◆ Exercise text ◆

Segment Open

Australian architect

Emil Lawrence Sodersten (30 August 1899 – 14 December 1961) was an Australian architect active in the second quarter of the 20th century. His work encompassed the Australian architectural styles of Art Deco and Functionalist & Moderne. His design for the Australian War Memorial was "the first national architectural monument in Australia". The Australian Institute of Architects presents the Emil Sodersten Interior Architecture Award annually in his honour.

==Early life and background==
Sodersten was born in the inner-Sydney suburb of Balmain, the second of seven children born to Julia (née Dolleen) and Emil Sodersteen. Emil Junior and his brothers, Erik and Karl, later changed their surnames by deed poll to Sodersten.

==Architecture career==
In 1915 at age 16, Sodersten was articled in architecture to the firm of Ross & Rowe and in the ensuing five years studied architecture at Sydney Technical College. During 1921 he also attended lectures at the University of Sydney given by the new Dean of Architecture, Leslie Wilkinson.

Segment Closed

◆ Records shown ◆
Segment Open

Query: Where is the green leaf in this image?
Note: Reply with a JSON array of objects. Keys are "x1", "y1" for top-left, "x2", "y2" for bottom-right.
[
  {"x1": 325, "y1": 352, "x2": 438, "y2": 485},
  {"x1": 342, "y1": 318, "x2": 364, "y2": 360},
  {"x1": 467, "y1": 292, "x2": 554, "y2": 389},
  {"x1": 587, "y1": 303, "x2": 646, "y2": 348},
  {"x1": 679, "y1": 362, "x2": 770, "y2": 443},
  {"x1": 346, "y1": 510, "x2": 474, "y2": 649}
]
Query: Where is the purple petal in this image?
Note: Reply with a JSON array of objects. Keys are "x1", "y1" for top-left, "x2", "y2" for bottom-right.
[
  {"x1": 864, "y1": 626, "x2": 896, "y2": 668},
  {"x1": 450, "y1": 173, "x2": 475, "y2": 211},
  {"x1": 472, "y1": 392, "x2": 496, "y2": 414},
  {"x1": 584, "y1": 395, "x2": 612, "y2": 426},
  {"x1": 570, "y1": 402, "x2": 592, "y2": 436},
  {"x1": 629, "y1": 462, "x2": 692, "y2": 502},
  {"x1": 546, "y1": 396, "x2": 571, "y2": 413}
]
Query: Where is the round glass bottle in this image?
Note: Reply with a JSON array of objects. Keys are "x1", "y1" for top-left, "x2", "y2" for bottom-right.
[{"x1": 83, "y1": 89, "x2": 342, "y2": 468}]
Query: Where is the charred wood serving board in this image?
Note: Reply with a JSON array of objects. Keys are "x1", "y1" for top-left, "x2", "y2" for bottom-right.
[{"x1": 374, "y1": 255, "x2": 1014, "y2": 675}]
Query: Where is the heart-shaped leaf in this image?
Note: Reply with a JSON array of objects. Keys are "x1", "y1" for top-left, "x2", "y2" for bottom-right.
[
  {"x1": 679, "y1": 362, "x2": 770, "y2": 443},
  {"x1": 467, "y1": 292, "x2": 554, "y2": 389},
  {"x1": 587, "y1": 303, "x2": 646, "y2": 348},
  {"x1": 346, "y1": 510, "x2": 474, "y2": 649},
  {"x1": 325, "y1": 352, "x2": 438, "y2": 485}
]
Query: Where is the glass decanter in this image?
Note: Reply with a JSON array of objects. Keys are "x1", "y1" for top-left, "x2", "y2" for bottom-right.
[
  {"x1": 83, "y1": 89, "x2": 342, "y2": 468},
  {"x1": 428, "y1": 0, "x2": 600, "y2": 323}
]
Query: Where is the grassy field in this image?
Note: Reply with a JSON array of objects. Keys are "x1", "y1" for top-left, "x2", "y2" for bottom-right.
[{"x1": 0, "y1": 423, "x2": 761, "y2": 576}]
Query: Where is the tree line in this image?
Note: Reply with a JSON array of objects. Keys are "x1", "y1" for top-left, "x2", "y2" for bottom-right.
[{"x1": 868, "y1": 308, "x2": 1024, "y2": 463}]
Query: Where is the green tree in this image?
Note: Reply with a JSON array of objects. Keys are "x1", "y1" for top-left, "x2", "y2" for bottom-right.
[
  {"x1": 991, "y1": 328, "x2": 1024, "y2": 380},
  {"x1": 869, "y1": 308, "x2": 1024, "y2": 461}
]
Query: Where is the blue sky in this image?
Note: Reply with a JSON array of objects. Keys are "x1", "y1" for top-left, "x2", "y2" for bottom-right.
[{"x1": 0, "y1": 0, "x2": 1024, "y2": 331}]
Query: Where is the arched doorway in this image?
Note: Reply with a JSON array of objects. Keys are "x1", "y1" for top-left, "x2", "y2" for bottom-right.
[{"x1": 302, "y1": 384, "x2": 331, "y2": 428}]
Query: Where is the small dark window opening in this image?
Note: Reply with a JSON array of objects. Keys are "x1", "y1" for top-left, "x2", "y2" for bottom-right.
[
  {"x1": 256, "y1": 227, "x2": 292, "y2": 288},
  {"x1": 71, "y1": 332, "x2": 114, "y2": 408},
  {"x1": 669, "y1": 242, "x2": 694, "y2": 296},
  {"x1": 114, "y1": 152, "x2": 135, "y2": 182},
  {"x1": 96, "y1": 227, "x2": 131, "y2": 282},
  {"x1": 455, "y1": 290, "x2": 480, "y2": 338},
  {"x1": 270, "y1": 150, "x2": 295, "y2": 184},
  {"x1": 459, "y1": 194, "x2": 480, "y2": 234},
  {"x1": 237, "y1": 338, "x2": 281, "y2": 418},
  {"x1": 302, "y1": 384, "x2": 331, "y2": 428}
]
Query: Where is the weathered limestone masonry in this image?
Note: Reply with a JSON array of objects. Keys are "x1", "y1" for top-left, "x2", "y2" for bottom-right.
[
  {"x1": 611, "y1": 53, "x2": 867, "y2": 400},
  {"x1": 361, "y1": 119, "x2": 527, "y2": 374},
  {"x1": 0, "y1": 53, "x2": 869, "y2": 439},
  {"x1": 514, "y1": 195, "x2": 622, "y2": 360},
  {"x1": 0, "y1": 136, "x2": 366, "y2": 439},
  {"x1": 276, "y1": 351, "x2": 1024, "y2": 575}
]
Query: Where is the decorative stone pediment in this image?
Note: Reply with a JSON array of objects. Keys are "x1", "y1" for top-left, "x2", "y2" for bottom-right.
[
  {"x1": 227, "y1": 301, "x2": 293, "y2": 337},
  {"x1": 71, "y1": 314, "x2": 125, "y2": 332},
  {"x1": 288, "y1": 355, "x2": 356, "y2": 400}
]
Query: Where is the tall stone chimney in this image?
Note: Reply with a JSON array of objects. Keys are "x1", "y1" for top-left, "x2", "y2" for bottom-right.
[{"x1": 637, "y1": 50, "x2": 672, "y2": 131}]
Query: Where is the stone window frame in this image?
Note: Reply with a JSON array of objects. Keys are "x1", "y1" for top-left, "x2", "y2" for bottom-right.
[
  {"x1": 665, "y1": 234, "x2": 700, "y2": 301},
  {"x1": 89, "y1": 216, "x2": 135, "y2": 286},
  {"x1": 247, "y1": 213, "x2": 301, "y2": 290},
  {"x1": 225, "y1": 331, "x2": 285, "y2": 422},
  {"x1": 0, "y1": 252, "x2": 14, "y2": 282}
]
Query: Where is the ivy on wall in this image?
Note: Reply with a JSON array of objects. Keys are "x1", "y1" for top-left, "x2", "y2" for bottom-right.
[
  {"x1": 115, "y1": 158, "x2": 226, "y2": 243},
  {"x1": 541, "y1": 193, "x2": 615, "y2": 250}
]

Segment Closed

◆ Apply what you read ◆
• a. According to the Emil Sodersten biography, which firm was he articled to in 1915?
• b. Write the next part of the Emil Sodersten biography, continuing after its last sentence.

◆ Answers by item ◆
• a. Ross & Rowe

• b.
The Queensland firm Hall & Prentice was commissioned to design Brisbane City Hall in the early 1920s and Sodersten worked on the project with Bruce Dellit and Peter Kaad. He returned to Sydney in 1923 and was registered as an architect whilst working for John P. Tate & Young. Two years later Sodersten went into private practice. In 1927–28, he became a council-member of the Institute of Architects of New South Wales and was made a fellow of the Royal Australian Institute of Architects in 1931.

He entered the international competition to design the Australian War Memorial in Canberra. His design was considered exceptional but, as with most of those entered, was over budget. The only entry within budget was by John Crust and so the two architects were commissioned to work together on an amended design. Crust project managed the new building to Sodersten's even more monumental design. After conflict arose with Crust, Sodersteen withdrew in 1938.

In Sydney he designed numerous apartment blocks, including Birtley Towers at Elizabeth Bay, and office buildings, including the City Mutual Life Assurance Building, also with Crust. During the 1930s he worked in association with his brothers Erik, an architect, and Karl, a structural engineer. When Emil visited Europe in 1935 he was impressed with the work of Willem Marinus Dudok and Hendrik Petrus Berlage and from then on worked in the functionalist style. In the late 1930s Nesca House, Newcastle was his major project.

After World War II he designed several shopping centres for the Housing Commission of New South Wales, including the Oakes Centre in Westmead and the Broad Oaks building in Ermington. In 1951, he designed a Canberra chancellery and residence for the High Commissioner of Pakistan but the project remains unbuilt. Sodersten designed the Reid Building for St Andrew's College, University of Sydney, completed in 1953.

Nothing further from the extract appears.